= INPUT MATERIAL =
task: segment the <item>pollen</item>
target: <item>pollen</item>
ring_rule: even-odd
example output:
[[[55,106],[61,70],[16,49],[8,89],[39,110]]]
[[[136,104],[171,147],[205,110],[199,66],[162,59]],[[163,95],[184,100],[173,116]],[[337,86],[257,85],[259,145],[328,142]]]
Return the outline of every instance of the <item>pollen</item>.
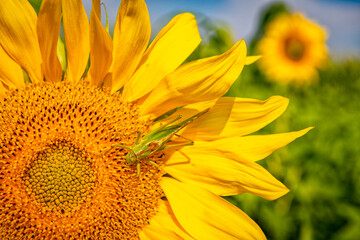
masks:
[[[151,127],[136,103],[79,83],[29,84],[0,102],[0,239],[138,239],[164,196],[165,156],[127,164]]]

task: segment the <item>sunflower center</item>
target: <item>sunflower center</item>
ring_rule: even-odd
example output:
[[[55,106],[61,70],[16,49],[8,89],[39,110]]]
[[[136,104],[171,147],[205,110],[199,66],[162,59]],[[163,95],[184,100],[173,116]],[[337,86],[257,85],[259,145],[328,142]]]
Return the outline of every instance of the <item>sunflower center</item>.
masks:
[[[42,206],[65,213],[89,199],[95,179],[85,152],[69,143],[55,143],[35,155],[24,183],[28,194]]]
[[[285,40],[285,54],[293,61],[299,61],[305,54],[305,44],[297,38]]]
[[[0,239],[138,239],[164,196],[163,153],[139,159],[140,174],[137,156],[127,161],[150,126],[136,103],[87,80],[10,92],[0,101]]]

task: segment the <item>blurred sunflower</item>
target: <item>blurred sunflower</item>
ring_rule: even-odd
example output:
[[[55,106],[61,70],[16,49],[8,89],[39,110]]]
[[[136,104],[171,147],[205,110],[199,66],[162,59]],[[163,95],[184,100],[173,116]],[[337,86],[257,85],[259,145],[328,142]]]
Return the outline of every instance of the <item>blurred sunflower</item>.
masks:
[[[180,66],[201,40],[194,16],[174,17],[147,47],[143,0],[121,1],[113,39],[97,0],[90,24],[80,0],[44,0],[38,16],[4,1],[0,36],[1,239],[265,238],[220,196],[285,194],[255,161],[309,129],[245,136],[288,100],[222,97],[255,59],[244,41]]]
[[[258,44],[260,67],[278,82],[311,82],[327,59],[325,41],[325,30],[301,14],[280,14]]]

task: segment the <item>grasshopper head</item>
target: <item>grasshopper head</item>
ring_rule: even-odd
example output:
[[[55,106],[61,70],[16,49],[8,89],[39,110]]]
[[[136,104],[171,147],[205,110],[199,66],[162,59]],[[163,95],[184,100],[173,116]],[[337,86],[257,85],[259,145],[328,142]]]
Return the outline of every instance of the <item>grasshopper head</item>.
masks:
[[[129,152],[128,154],[126,154],[125,160],[126,165],[132,165],[136,161],[136,155],[132,152]]]

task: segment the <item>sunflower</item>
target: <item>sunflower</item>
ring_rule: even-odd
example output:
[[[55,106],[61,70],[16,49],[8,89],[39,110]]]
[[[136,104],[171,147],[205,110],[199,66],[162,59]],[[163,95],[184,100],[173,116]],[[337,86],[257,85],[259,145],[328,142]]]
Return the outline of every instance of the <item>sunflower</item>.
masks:
[[[288,100],[222,97],[255,60],[244,41],[181,65],[190,13],[149,46],[143,0],[121,1],[113,39],[100,19],[98,0],[90,24],[80,0],[0,5],[0,238],[264,239],[220,196],[288,191],[255,161],[309,129],[247,136]]]
[[[309,83],[327,59],[325,41],[325,30],[300,13],[281,14],[259,42],[260,67],[271,80]]]

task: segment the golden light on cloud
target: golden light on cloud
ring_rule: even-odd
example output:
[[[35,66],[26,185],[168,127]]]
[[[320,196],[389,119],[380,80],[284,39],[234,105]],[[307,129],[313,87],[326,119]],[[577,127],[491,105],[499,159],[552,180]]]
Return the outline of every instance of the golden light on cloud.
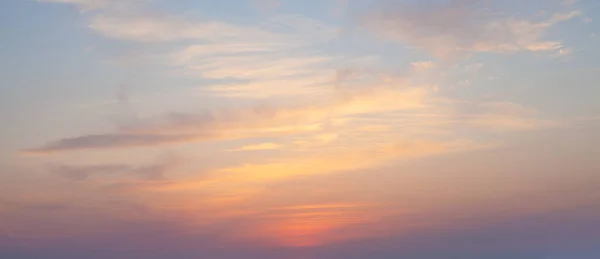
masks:
[[[376,167],[392,158],[402,159],[441,152],[450,152],[449,143],[414,141],[382,145],[374,148],[347,146],[327,153],[306,154],[306,156],[284,159],[264,164],[245,164],[217,170],[216,179],[226,182],[261,183],[287,180],[299,176],[323,175],[348,170]],[[468,146],[458,148],[470,148]],[[349,163],[348,161],[352,161]]]
[[[247,145],[240,148],[232,149],[229,151],[258,151],[258,150],[274,150],[280,149],[282,146],[276,143],[261,143],[254,145]]]

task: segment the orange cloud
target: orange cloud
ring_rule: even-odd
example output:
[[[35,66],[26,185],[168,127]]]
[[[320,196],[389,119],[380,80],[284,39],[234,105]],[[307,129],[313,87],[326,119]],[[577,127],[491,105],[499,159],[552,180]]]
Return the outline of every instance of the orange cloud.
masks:
[[[258,151],[258,150],[274,150],[274,149],[280,149],[280,148],[282,148],[282,146],[280,144],[261,143],[261,144],[247,145],[247,146],[232,149],[229,151]]]

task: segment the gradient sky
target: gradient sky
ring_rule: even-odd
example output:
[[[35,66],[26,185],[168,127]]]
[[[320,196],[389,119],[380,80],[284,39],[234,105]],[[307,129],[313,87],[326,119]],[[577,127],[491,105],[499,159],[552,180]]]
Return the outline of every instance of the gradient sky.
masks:
[[[600,258],[599,23],[2,0],[0,258]]]

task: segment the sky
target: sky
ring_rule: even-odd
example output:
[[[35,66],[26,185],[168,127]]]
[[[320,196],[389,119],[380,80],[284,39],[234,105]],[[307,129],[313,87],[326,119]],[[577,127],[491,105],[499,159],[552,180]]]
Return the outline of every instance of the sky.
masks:
[[[0,258],[600,258],[600,2],[2,0]]]

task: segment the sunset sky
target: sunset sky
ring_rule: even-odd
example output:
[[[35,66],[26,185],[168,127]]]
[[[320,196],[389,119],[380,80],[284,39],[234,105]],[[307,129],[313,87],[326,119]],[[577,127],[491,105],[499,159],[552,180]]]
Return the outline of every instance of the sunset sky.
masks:
[[[600,1],[0,0],[2,259],[598,259]]]

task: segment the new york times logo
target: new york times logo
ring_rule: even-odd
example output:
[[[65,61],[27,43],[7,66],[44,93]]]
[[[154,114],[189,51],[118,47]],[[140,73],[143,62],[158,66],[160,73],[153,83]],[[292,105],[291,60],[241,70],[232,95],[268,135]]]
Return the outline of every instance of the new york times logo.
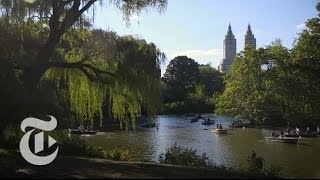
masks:
[[[57,156],[59,147],[48,156],[38,156],[37,153],[44,150],[44,133],[43,131],[52,131],[57,127],[57,120],[53,116],[49,116],[50,121],[43,121],[41,119],[29,117],[22,121],[21,130],[26,133],[20,141],[20,152],[22,157],[33,165],[47,165],[51,163]],[[26,132],[27,127],[32,127],[31,130]],[[34,153],[30,150],[29,139],[32,132],[36,129],[42,130],[34,136]],[[48,136],[48,148],[54,145],[57,141]]]

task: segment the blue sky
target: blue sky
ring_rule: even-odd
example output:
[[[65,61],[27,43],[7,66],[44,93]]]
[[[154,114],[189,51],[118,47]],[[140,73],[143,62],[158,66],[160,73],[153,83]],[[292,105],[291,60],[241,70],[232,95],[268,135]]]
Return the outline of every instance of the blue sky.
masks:
[[[95,27],[119,35],[135,35],[153,42],[166,53],[168,62],[187,55],[200,64],[217,68],[223,55],[223,40],[230,22],[237,39],[237,52],[243,50],[248,23],[257,47],[280,38],[292,47],[304,22],[317,16],[319,0],[168,0],[164,13],[155,10],[131,17],[126,26],[122,13],[111,7],[96,9]],[[106,6],[106,5],[105,5]],[[163,72],[162,72],[163,73]]]

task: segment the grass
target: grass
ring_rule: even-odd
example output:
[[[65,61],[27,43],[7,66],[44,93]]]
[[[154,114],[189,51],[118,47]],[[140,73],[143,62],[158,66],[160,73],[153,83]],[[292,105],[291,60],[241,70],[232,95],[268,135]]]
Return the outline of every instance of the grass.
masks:
[[[58,133],[59,134],[59,133]],[[116,148],[105,152],[88,145],[79,136],[56,136],[59,154],[47,166],[28,164],[17,150],[0,149],[2,178],[276,178],[277,168],[265,168],[264,160],[248,157],[250,169],[214,165],[196,150],[176,144],[159,157],[160,164],[132,160],[129,150]],[[13,143],[15,144],[15,143]]]
[[[58,156],[47,166],[27,164],[14,152],[0,155],[2,178],[254,178],[223,168],[197,168],[172,164],[113,161],[99,158]],[[3,166],[6,164],[6,166]]]

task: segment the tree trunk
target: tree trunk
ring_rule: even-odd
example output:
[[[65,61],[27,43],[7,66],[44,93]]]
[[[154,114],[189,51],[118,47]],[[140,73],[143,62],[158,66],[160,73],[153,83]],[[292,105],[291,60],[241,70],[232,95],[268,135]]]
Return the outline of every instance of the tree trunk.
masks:
[[[46,45],[39,51],[36,63],[25,72],[24,83],[27,91],[33,90],[39,84],[42,76],[49,67],[49,60],[61,35],[50,34]]]

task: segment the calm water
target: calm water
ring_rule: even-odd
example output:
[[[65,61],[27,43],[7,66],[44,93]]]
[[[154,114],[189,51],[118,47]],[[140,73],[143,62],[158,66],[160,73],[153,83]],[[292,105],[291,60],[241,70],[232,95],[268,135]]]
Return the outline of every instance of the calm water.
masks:
[[[269,142],[265,136],[270,136],[272,130],[255,128],[232,129],[228,134],[218,135],[210,129],[216,123],[228,127],[232,119],[214,119],[215,124],[204,126],[203,120],[190,123],[184,116],[158,116],[158,128],[98,133],[83,138],[106,150],[127,147],[137,158],[152,161],[158,161],[161,153],[177,143],[196,149],[198,154],[206,153],[216,164],[230,167],[247,166],[247,157],[254,150],[267,165],[279,165],[294,178],[320,178],[320,138],[302,138],[298,144]]]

= PROMPT =
Please copy each line of the records above that holds the word "head".

= RESULT =
task: segment the <item>grasshopper head</item>
target: <item>grasshopper head</item>
Return the outline of every instance of the <item>grasshopper head</item>.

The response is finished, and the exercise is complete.